$\newcommand{\absval}[1]{\left\lvert #1 \right\rvert}$
I spent a considerable amount of time ($>2$ hours) thinking about the below questions, however my arguments are sloppy. Could you give me some hints on how to proceed with (b),(c) and (d)?
Decide whether the following statements are true or false. Provide counterexamples for those that are false, and supply proofs for those that are true.
(a) An open set that contains every rational number must necessarily be all of $\mathbf{R}$.
(b) The Nested Interval property remains true if the term "closed interval" is replaced by "closed set".
(c) Every nonempty open set contains a rational number.
(d) Every bounded infinite closed set contains a rational number.
(e) The Cantor Set is closed.
My Attempt.
(a) I think that this proposition is true. We proceed by contradiction. Let $O \supseteq \mathbf{Q}$ be an open set containing all the rationals. Assume that this is not the whole of $\mathbf{R}$. Then, $\exists x \in O^C \cap \mathbf{R}$. Since $O^C$ is a closed set, there exists a sequence of rational numbers $(q_n) \in O^C$, such that $\lim q_n = x$, with $q_n \ne x$ for all $n \in\mathbf{N}$. But, this implies $O \not\supseteq Q$. This leads to a contradiction. Hence, our initial assumption is false.
(b) I could not think of counterexamples here. For instance, consider the decreasing sequence of closed sets
\begin{align*}
A_n = \left\{-\frac{1}{n},\frac{1}{n}\right\}
\end{align*}
We have $A_1 \supseteq A_2 \supseteq A_3 \ldots$ and $\cap_{n=1}^{\infty} A_n = \{0\} \ne \emptyset$.

**Supplied material**
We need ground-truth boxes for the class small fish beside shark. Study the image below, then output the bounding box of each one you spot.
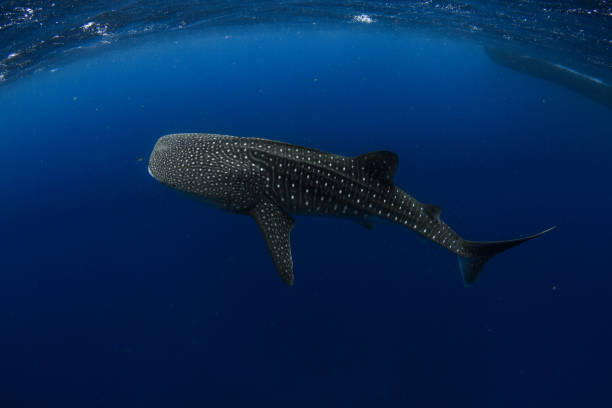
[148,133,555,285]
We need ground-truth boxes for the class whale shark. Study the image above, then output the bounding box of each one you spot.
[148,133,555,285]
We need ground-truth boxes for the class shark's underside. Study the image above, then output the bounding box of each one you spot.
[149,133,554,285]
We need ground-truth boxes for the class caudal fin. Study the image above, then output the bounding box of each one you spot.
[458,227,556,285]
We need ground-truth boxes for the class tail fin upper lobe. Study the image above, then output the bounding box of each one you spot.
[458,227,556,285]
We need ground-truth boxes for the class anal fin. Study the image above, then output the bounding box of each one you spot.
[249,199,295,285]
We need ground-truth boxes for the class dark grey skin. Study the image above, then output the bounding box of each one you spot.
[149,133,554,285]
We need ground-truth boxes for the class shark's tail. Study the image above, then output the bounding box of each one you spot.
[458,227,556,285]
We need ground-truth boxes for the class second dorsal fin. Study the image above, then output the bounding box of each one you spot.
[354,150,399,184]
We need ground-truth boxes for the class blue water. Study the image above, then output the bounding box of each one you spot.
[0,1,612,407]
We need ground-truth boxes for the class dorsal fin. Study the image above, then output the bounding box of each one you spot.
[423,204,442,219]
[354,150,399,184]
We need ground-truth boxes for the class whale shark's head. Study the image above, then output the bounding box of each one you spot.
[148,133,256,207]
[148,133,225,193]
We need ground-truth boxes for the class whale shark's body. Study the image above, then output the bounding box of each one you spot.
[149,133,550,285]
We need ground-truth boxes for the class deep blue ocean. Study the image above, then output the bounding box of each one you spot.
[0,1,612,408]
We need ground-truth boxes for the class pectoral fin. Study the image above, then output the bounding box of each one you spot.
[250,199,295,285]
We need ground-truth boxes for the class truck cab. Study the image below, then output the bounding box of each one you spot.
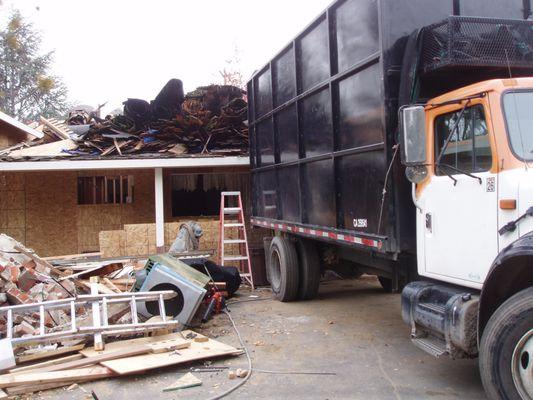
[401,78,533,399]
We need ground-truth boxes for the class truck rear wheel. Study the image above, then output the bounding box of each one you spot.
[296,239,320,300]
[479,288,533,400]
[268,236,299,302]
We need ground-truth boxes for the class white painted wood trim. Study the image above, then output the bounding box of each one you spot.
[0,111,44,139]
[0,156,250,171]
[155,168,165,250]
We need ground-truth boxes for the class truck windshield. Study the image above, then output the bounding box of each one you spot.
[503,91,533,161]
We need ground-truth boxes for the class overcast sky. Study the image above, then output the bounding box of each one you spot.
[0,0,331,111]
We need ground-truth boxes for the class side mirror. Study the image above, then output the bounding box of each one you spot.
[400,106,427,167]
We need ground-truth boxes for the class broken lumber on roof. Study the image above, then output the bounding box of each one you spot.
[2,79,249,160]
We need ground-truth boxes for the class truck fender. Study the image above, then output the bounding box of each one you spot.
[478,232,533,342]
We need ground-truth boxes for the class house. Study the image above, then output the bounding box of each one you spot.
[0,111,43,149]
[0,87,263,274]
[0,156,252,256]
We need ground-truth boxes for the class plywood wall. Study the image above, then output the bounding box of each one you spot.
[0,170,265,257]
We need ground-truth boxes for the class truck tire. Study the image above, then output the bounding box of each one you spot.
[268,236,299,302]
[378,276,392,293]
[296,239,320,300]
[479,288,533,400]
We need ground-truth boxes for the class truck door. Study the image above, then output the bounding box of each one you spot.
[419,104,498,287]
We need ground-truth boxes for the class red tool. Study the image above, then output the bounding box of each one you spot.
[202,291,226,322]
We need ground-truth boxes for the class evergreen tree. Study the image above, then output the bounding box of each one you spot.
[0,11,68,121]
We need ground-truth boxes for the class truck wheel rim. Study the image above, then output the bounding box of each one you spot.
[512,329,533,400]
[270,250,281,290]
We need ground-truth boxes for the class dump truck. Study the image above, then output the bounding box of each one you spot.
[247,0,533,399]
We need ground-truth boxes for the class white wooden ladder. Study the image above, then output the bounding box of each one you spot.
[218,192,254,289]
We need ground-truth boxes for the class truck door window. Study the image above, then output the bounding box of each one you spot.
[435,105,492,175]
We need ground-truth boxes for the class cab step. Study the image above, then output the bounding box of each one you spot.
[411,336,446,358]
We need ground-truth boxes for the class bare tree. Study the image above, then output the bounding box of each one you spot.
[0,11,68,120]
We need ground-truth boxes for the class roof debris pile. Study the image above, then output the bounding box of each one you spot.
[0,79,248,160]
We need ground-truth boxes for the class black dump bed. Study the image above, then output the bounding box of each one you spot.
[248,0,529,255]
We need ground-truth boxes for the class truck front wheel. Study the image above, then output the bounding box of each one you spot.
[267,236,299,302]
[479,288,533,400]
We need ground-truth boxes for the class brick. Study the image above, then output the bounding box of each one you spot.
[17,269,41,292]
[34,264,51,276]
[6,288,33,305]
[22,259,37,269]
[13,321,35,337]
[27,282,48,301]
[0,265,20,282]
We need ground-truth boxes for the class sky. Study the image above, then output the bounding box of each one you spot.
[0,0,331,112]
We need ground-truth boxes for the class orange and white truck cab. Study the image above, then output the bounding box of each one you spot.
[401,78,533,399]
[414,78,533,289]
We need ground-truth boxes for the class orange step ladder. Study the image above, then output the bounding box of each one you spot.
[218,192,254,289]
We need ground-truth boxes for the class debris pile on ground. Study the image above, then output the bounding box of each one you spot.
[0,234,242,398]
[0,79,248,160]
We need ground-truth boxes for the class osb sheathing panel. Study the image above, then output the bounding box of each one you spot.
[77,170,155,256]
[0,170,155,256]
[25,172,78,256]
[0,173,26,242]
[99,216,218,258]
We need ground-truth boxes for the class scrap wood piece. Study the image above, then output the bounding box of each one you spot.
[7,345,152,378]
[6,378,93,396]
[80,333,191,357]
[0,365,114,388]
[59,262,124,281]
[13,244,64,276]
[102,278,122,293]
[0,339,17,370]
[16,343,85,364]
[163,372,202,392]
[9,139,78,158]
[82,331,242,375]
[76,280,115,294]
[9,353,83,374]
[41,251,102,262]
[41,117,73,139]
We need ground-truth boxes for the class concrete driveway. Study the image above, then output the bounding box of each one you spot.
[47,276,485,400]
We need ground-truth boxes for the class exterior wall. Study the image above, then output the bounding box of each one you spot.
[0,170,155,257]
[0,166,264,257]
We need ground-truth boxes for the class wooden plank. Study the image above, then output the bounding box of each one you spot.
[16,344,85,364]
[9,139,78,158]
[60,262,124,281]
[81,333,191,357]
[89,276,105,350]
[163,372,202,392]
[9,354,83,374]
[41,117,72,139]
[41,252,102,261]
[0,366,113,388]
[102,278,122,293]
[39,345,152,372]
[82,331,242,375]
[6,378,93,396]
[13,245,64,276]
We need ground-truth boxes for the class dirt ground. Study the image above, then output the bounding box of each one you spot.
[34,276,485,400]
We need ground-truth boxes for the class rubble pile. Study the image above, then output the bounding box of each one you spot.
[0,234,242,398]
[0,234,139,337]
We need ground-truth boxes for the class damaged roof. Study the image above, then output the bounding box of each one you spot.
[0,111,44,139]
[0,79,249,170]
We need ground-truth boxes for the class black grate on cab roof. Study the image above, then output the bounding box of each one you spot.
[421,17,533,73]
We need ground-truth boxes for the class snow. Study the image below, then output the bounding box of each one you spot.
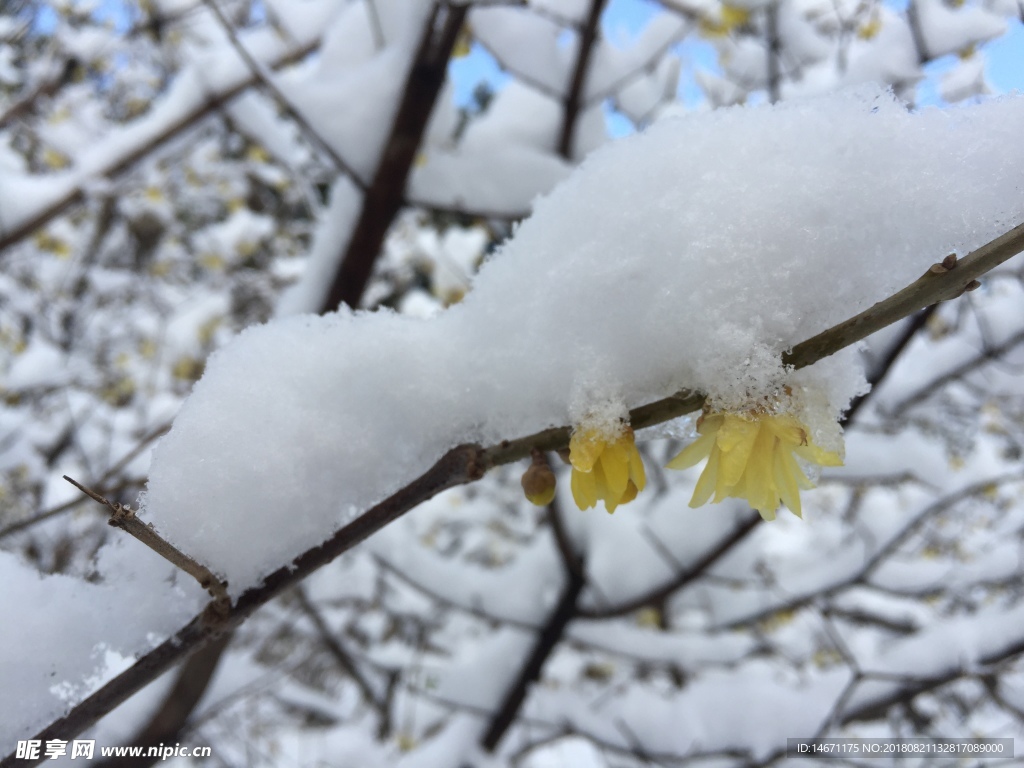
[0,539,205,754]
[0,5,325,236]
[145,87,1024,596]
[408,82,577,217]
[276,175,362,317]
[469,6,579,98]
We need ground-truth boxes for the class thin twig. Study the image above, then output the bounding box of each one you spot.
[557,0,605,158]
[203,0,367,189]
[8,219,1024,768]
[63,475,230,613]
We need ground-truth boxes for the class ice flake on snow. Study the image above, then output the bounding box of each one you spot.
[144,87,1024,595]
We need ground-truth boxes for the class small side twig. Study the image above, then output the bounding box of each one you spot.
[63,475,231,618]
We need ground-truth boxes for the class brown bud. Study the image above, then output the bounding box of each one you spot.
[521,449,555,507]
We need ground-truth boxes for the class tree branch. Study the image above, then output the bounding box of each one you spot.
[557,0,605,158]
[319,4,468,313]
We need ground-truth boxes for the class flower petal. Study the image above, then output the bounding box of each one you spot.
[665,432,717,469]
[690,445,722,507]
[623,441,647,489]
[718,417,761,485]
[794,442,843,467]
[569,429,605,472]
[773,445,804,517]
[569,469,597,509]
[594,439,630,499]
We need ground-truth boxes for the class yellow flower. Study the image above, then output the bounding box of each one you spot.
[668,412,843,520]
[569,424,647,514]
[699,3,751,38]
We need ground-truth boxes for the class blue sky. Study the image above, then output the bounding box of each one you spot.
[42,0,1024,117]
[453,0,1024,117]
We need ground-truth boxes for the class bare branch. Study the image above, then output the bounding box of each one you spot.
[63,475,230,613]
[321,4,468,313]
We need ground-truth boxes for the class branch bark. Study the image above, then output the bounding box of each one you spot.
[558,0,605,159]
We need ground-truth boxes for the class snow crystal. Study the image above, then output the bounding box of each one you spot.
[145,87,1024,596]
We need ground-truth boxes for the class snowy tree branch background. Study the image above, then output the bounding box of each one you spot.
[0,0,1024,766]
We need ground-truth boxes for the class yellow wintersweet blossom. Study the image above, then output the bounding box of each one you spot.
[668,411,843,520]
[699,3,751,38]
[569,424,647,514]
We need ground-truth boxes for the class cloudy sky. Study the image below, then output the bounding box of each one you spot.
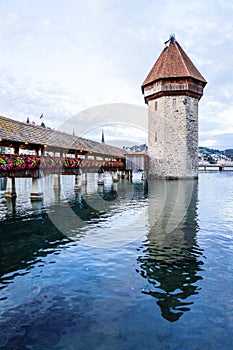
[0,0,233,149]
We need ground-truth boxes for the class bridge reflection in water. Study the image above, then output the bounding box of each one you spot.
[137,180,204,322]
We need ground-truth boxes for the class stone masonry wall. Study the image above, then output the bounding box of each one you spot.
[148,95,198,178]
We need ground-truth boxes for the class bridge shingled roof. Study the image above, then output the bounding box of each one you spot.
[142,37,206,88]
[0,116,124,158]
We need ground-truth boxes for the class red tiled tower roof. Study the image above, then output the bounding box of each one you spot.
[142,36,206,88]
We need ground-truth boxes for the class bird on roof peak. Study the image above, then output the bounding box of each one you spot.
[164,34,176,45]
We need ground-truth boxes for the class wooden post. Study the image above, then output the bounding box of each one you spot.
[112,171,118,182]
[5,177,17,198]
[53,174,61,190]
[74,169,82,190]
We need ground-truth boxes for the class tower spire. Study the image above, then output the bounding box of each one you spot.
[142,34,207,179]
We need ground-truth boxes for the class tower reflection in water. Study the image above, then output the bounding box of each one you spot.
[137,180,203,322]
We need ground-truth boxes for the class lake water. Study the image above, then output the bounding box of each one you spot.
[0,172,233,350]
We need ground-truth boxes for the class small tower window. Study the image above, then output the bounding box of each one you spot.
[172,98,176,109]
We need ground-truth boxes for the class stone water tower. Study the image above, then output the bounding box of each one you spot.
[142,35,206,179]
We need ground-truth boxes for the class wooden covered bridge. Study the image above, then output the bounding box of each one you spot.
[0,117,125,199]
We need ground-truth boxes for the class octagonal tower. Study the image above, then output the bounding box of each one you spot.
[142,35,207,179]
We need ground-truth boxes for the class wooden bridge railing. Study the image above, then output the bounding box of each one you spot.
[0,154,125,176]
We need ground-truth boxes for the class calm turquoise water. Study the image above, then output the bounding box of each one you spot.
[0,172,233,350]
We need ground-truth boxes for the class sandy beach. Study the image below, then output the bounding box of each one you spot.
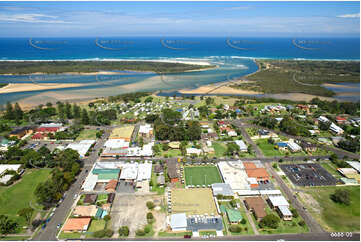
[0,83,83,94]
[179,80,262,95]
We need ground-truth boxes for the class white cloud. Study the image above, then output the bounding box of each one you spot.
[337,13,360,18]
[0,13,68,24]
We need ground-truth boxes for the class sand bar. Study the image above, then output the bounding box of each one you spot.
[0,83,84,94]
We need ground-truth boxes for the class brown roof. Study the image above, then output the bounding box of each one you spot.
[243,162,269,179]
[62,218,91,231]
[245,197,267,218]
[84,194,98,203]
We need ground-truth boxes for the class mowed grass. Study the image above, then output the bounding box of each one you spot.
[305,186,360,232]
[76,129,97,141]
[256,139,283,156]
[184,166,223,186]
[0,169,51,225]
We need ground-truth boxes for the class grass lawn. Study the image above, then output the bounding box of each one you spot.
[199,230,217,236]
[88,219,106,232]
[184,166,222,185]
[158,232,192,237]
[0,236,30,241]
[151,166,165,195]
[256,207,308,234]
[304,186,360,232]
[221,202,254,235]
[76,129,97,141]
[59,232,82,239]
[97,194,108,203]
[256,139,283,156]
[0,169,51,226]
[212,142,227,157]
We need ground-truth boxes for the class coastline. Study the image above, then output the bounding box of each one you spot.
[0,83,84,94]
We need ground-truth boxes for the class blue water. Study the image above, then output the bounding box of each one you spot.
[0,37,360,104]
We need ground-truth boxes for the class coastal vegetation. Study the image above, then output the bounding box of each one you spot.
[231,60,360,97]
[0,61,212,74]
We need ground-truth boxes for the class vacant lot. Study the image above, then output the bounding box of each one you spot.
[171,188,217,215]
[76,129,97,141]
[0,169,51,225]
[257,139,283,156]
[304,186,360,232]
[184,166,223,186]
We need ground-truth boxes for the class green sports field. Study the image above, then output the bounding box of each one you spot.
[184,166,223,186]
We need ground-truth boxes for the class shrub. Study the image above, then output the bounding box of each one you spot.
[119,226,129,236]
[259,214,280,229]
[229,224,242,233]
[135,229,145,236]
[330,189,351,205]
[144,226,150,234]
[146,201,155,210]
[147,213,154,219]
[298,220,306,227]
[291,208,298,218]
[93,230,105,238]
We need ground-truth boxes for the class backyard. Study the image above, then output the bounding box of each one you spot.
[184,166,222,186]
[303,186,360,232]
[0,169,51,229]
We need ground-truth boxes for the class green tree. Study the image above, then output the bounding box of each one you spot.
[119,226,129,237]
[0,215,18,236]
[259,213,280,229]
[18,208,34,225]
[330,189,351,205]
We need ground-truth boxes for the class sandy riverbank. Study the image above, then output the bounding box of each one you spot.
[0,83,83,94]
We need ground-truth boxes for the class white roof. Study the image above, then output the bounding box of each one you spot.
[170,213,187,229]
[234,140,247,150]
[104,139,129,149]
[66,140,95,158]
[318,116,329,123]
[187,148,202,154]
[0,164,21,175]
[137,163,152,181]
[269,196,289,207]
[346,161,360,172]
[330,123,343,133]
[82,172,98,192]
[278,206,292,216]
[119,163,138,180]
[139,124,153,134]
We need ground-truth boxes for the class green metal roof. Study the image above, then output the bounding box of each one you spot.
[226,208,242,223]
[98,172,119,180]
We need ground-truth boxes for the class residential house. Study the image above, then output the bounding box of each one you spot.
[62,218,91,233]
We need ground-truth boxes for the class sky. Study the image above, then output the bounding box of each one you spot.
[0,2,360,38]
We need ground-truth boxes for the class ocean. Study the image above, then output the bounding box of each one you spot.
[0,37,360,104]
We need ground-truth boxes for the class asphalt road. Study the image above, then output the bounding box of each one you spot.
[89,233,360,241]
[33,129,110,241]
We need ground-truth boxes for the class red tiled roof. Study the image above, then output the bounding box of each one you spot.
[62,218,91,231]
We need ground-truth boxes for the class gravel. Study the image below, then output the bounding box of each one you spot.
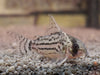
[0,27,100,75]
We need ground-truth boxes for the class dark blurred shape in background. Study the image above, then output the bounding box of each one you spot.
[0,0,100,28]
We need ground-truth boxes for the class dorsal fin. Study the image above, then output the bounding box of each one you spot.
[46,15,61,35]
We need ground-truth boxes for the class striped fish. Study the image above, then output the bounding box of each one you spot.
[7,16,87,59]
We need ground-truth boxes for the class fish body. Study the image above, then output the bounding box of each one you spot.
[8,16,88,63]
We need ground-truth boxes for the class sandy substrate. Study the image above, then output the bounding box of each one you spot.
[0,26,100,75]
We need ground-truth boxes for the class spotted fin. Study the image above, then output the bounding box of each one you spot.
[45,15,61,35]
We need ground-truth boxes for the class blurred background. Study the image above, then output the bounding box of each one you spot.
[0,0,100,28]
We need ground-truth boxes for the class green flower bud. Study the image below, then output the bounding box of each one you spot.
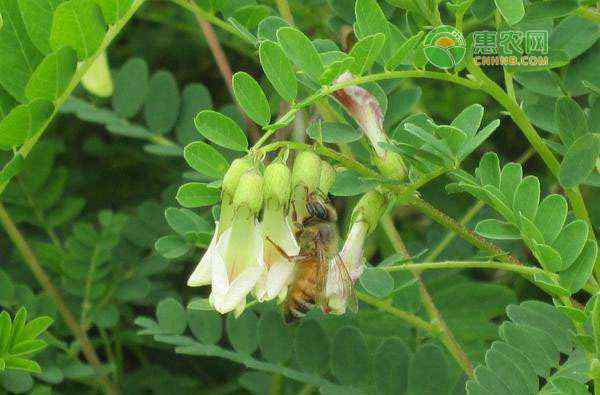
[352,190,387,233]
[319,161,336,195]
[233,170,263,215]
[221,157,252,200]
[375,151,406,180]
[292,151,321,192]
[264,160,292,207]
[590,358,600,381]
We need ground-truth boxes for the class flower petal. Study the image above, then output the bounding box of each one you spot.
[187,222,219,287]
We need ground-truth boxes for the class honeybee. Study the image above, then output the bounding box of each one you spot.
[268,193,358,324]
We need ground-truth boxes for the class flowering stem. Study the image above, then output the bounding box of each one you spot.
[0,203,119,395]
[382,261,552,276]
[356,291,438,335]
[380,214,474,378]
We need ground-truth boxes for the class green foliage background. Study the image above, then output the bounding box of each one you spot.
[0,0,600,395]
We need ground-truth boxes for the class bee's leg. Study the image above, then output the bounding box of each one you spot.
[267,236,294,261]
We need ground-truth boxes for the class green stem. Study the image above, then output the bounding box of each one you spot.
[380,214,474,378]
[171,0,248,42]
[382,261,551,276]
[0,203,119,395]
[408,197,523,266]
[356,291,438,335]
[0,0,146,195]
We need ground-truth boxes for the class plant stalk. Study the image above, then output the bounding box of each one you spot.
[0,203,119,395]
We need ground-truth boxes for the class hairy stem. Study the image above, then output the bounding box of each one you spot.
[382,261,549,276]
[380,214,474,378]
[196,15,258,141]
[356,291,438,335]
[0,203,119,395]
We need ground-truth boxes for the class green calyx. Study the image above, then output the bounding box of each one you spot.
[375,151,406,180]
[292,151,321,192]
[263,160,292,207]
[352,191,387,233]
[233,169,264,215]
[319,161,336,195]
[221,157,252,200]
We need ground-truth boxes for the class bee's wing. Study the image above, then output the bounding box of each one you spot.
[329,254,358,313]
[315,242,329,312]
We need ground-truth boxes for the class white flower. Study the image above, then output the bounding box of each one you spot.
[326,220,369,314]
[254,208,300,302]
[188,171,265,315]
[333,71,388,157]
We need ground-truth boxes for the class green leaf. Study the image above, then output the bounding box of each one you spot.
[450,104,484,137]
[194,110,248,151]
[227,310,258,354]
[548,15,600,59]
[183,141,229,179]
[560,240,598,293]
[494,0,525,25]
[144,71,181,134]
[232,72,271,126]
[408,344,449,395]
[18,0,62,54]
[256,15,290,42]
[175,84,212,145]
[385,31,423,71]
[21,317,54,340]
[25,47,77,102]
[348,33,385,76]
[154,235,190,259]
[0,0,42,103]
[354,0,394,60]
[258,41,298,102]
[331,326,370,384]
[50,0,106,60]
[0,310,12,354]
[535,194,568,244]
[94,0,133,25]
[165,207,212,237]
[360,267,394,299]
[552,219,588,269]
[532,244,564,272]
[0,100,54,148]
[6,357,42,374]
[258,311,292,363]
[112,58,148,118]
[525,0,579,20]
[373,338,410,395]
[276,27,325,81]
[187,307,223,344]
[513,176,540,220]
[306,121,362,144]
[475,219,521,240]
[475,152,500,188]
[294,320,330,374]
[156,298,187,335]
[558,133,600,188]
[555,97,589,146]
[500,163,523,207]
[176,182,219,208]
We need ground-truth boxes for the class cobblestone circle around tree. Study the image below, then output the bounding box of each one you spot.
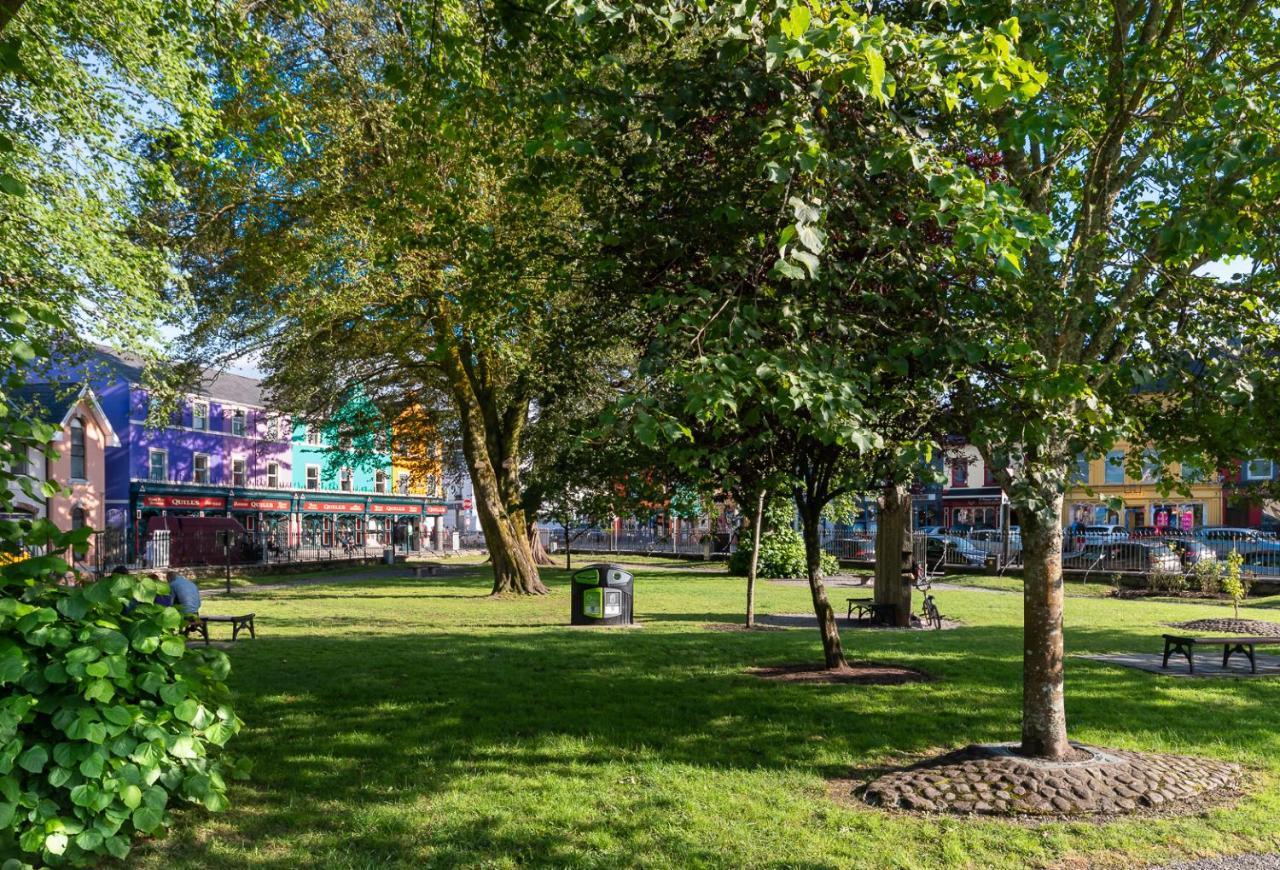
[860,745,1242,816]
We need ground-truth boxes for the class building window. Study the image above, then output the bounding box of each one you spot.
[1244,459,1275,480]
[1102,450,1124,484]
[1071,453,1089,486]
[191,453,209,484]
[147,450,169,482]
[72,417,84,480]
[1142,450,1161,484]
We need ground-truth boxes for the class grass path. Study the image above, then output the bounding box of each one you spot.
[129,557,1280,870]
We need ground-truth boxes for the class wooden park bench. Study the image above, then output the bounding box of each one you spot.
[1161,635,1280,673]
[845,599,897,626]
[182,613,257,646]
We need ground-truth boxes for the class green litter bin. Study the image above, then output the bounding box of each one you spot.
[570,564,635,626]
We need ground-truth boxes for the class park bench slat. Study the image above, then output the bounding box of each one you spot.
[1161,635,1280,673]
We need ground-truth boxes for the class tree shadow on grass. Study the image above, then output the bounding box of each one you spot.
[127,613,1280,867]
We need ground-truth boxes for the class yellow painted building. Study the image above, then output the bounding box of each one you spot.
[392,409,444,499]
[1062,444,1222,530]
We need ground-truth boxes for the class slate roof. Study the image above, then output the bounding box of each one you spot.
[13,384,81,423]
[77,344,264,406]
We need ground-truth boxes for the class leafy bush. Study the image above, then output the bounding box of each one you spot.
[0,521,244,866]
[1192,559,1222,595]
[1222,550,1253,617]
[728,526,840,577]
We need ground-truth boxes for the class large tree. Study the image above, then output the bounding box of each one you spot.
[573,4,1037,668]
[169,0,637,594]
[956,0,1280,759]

**What to produce**
Please carry on the forum post on open and closed sets from the point where it stops. The records come from a different source than the forum post on open and closed sets.

**Answer to the task**
Another example could be,
\begin{align*}
A_n = \left\{-1-\frac{1}{n},1+\frac{1}{n}\right\}
\end{align*}
(c) Let $O$ be a non-empty open set and say, $x \in O$. Then, there exists an $\epsilon$-neighbourhood $V_\epsilon(x)$ such that $V_\epsilon(x) \subseteq O$. Since, $(x-\epsilon,x] \subseteq O$, and the set of real numbers $\mathbf{R}$ are dense in $\mathbf{Q}$, there exists a rational number $m/n$ between the two reals $x – \epsilon < \frac{m}{n} < x$. So, every non-empty open set $O$ contains a rational number.
(d) Consider the bounded infinite closed sets
\begin{align*}
A_n = \left\{1 + \frac{1}{n}:n \in \mathbf{N}\right\} \cup \{1\}
\end{align*}
\begin{align*}
B_n = \left\{\frac{1}{(\sqrt{2})^{2n-1}}:n \in \mathbf{N}\right\} \cup \{0\}
\end{align*}
\begin{align*}
C_n = \left\{x_n: x_{n+1} = \frac{1}{2}\left(x_n + \frac{2}{x_n}, x_1 = 1\right)\right\} \cup \{\sqrt{2}\}
\end{align*}
$A_n, B_n, C_n$ contain rational numbers. I couldn't think of a counterexample here.
By AoC, every bounded infinite closed subset of $\mathbf{R}$ has a least upper bound. Let $s = \sup A$. Since, $A$ is closed, $s \in A$. We have a dichotomy: either (i) the supremum is irrational or (ii) the supremum is rational number. If $s$ is rational, then we are done. If $s$ is irrational and then there exists a sequence of rationals in $A$, such that $\absval{q – s} < \epsilon$.
(e) The Cantor set is the limit set formed by recursively removing the open middle one-thirds. So, \begin{align*}
C = [0,1] – \left[\left(\frac{1}{3},\frac{2}{3}\right) \cup \left(\frac{1}{9},\frac{2}{9}\right) \cup \left(\frac{7}{9},\frac{8}{9}\right) \ldots \right]
\end{align*}
The countable union of open sets is open. Since $C$ is the complement of an open set, it is closed.
Best Answer
(a) This is false: $\Bbb R\setminus\left\{\pi\right\}\ne\Bbb R$.
(b) It is also false: $\displaystyle\bigcap_{n\in\Bbb N}[n,\infty)=\emptyset$.
(c) True, since $\Bbb Q$ is dense in $\Bbb R$. Indeed, that's what “dense” means.
(d) It is false. Take, say, $\displaystyle\{\pi\}\cup\left\{\pi+\frac1n\,\middle|\,n\in\Bbb N\right\}$.
(e) Your answer is correct.